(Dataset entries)
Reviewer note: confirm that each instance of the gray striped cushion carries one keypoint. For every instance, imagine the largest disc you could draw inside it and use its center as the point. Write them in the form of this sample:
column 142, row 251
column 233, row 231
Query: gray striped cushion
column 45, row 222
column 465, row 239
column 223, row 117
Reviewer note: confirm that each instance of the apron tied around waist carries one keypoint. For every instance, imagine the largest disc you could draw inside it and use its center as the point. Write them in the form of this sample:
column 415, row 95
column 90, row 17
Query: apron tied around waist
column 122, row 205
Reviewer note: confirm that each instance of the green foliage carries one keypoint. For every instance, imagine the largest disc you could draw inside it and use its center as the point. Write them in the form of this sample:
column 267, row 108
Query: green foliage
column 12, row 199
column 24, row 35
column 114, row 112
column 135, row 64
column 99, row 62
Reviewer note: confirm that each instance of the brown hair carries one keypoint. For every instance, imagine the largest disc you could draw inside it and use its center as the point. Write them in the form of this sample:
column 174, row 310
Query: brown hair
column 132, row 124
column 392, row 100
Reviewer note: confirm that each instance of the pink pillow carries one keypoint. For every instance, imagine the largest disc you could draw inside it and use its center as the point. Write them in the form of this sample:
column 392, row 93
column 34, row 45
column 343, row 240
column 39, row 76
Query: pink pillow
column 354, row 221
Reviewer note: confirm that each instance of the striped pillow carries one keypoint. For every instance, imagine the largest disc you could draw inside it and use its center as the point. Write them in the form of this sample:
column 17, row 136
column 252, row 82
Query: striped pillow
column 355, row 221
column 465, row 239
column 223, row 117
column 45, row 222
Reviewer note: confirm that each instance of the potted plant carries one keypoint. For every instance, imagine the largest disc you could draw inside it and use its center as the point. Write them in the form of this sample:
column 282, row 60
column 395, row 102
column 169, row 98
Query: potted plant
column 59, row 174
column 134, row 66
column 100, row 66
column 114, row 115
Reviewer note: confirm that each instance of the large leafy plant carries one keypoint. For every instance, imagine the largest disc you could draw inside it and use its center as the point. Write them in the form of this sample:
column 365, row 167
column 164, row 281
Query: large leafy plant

TASK BRIEF
Set down all the data exactly as given.

RESPONSE TO THE EXERCISE
Reviewer note: confirm that each instance of the gray striped cushion carries one keypoint. For every instance, imagine the largest disc you could draw inside it and use its center as the point. Write them in the form of this sample:
column 142, row 251
column 233, row 231
Query: gray striped cushion
column 45, row 222
column 465, row 239
column 223, row 117
Reviewer note: confirm that each instance of the apron tied around waist carries one keypoint. For every instance, imagine the largest disc you could draw inside it and use its center as the point. Write them in the form of this sample:
column 415, row 95
column 90, row 17
Query: apron tied around waist
column 122, row 205
Reviewer note: confirm that each instance of the green foliage carries one keypoint. For every instance, imagine the largest disc you could draw inside it and use its center as the point. Write them in the form of this sample:
column 267, row 108
Query: green foliage
column 12, row 199
column 24, row 35
column 114, row 112
column 135, row 64
column 99, row 62
Reviewer note: confirm that each instance of the brown hair carries one keypoint. For every instance, imagine the largest disc you could draw inside it and use its center as the point. Write them in the form of this sample:
column 174, row 310
Query: brown hair
column 132, row 124
column 392, row 100
Reviewer note: confirm that each instance of the pink pillow carries one keypoint. For every instance, imagine the largest disc you could draw inside it and use its center as the point. Write them in the form of this sample:
column 392, row 93
column 34, row 45
column 343, row 240
column 39, row 76
Query: pink pillow
column 354, row 221
Reviewer note: confirm that each instance of the striped pillow carries one keypoint. For every instance, imagine the largest disc you could draw inside it and use its center as the point. Write them in the form of this sample:
column 17, row 136
column 252, row 82
Query: striped pillow
column 355, row 221
column 465, row 239
column 223, row 117
column 45, row 222
Reviewer note: confirm that each instance of the potted plant carries one keypoint. For every instance, imagine the largest disc you could draw inside it and use its center as the point. Write them in the form of this sample:
column 282, row 60
column 395, row 102
column 169, row 98
Query: potted plant
column 59, row 174
column 134, row 66
column 100, row 66
column 114, row 115
Reviewer note: confirm that each instance of the large leafy plant carries one keypoint. For every instance, imagine the largest disc you could draw inside it and use its center as the point. Write them in the form of this sample:
column 365, row 167
column 164, row 281
Query: large leafy plant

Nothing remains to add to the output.